>> START Entries supplied
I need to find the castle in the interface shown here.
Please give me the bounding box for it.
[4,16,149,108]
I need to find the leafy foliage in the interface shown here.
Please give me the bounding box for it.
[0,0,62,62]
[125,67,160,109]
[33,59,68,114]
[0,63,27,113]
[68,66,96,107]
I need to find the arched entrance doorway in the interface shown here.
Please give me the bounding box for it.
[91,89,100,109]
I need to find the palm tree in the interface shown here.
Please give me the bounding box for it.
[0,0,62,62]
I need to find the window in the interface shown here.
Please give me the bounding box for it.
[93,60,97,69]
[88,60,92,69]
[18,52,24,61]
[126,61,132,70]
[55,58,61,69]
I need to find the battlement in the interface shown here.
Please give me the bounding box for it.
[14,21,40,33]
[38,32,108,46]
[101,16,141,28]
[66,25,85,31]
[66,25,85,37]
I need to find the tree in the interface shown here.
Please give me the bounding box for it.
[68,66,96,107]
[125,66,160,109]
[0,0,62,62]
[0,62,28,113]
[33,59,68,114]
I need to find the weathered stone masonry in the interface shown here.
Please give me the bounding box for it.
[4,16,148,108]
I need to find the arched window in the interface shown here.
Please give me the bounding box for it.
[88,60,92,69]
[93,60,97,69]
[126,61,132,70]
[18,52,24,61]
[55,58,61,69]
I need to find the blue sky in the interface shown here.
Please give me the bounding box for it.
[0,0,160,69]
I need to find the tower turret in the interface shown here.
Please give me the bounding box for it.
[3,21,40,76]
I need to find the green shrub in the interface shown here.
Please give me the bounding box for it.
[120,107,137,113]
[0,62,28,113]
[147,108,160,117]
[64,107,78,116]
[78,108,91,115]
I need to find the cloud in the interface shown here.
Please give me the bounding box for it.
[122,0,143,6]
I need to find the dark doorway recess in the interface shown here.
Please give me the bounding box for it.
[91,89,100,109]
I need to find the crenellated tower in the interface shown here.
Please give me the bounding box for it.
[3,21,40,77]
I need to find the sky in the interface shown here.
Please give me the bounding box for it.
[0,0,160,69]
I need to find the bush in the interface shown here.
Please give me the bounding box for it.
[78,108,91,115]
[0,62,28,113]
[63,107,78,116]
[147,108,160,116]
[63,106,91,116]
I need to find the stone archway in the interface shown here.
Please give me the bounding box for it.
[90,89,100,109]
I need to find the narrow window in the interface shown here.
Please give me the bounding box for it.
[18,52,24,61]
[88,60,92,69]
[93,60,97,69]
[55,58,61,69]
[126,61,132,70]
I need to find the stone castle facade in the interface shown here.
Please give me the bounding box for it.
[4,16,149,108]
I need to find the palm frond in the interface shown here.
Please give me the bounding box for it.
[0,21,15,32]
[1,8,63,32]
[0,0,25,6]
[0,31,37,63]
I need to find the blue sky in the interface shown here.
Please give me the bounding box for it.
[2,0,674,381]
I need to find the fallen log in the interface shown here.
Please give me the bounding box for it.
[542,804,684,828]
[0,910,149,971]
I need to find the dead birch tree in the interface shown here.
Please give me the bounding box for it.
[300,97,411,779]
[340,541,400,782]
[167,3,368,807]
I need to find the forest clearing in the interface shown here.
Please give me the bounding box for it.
>> END Entries supplied
Render every line of the entries above as a Markdown table with the columns n and Line. Give each row a number and leave out blank lines.

_Finished task_:
| n | Line |
|---|---|
| 1 | I need to find the castle in the interface shown here. |
| 2 | Please give me the bounding box for it. |
| 3 | [4,16,149,108] |
| 4 | I need to find the leafy foliage in the interface shown here. |
| 5 | Please give me the bounding box for it. |
| 6 | [0,0,62,62] |
| 7 | [125,67,160,109] |
| 8 | [33,59,68,114] |
| 9 | [0,63,27,113] |
| 10 | [68,66,96,107] |
| 11 | I need to find the arched entrance doorway in the interface shown here. |
| 12 | Please give me the bounding box for it. |
| 13 | [91,89,100,109] |
| 14 | I need to find the palm tree in the interface shown here. |
| 15 | Please give me the bounding box for it. |
| 16 | [0,0,62,62] |
| 17 | I need to find the window in the interface shown here. |
| 18 | Please give me the bounding box for it. |
| 19 | [93,60,97,69] |
| 20 | [88,60,92,69] |
| 21 | [18,52,24,61] |
| 22 | [126,61,132,70] |
| 23 | [55,58,61,69] |
| 24 | I need to find the battlement in the interface shown here. |
| 25 | Please give me the bounding box for it. |
| 26 | [14,21,40,33] |
| 27 | [38,32,108,46] |
| 28 | [101,16,141,28] |
| 29 | [66,25,85,31] |
| 30 | [66,25,85,37] |
| 31 | I need to find the tree in the interface shown here. |
| 32 | Please give me the bounding box for it. |
| 33 | [68,66,96,107] |
| 34 | [125,66,160,109] |
| 35 | [0,0,62,62] |
| 36 | [0,62,28,113] |
| 37 | [33,59,68,114] |
| 38 | I need to find the weathered stone masonry in the interface shown here. |
| 39 | Please give me the bounding box for it. |
| 40 | [4,16,148,108] |
| 41 | I need to find the arched window in the interface shown here. |
| 42 | Please give me the bounding box for it. |
| 43 | [88,60,92,69] |
| 44 | [93,60,97,69] |
| 45 | [126,61,132,70] |
| 46 | [18,52,24,61] |
| 47 | [55,58,61,69] |
| 48 | I need to find the blue sky in the interface shown here. |
| 49 | Please give me the bounding box for it. |
| 50 | [0,0,160,69] |
| 51 | I need to find the tower turret in the interface shown here. |
| 52 | Please give me the bounding box for it. |
| 53 | [3,21,40,76] |
| 54 | I need to find the green shrub in the interface shown here. |
| 55 | Please give me the bounding box for it. |
| 56 | [120,107,137,113] |
| 57 | [0,62,28,113] |
| 58 | [147,108,160,117] |
| 59 | [64,107,78,116] |
| 60 | [78,108,91,115] |
| 61 | I need to find the cloud in the interface shown here. |
| 62 | Please give me the bounding box for it. |
| 63 | [122,0,143,6] |
| 64 | I need to find the dark doorway recess in the interface shown here. |
| 65 | Please give me the bounding box for it. |
| 66 | [91,89,100,109] |
| 67 | I need to find the crenellated tower in the interface shown here. |
| 68 | Please give me the bounding box for it. |
| 69 | [3,21,40,77] |
| 70 | I need to find the sky in the interface shown here. |
| 71 | Please give me the bounding box for it. |
| 72 | [0,0,160,69] |
| 73 | I need to find the bush in the interface shown here. |
| 74 | Please give me the bounding box for it. |
| 75 | [78,108,91,115] |
| 76 | [0,62,28,113] |
| 77 | [63,107,78,116] |
| 78 | [147,108,160,116] |
| 79 | [63,106,91,116] |
| 80 | I need to find the stone archway in the interface shown here. |
| 81 | Please give me the bounding box for it. |
| 82 | [90,89,100,109] |
| 83 | I need to find the narrow window in the interface shown here. |
| 84 | Please give me the bounding box for it. |
| 85 | [18,52,24,61] |
| 86 | [88,60,92,69] |
| 87 | [93,60,97,69] |
| 88 | [55,58,61,69] |
| 89 | [126,61,132,70] |
| 90 | I need to find the stone castle facade in the interface shown here. |
| 91 | Please give me the bounding box for it. |
| 92 | [4,16,149,108] |
| 93 | I need to find the palm frond in the interface shown here. |
| 94 | Please give me the bounding box for it. |
| 95 | [0,21,15,32] |
| 96 | [1,8,63,32] |
| 97 | [0,0,25,6] |
| 98 | [0,31,37,63] |
| 99 | I need to find the blue sky in the interface shown here. |
| 100 | Please give me the bounding box for it. |
| 101 | [2,0,674,381] |
| 102 | I need to find the fallen log in the interface shown here. |
| 103 | Please give me the bounding box for it. |
| 104 | [542,804,684,828] |
| 105 | [0,910,149,971] |
| 106 | I need to find the dead birch tree in the interface shown here. |
| 107 | Please give me the bounding box for it. |
| 108 | [300,97,411,779] |
| 109 | [340,541,400,782] |
| 110 | [167,3,368,807] |
| 111 | I need to find the forest clearing in the interface shown here. |
| 112 | Please give me the bounding box for it. |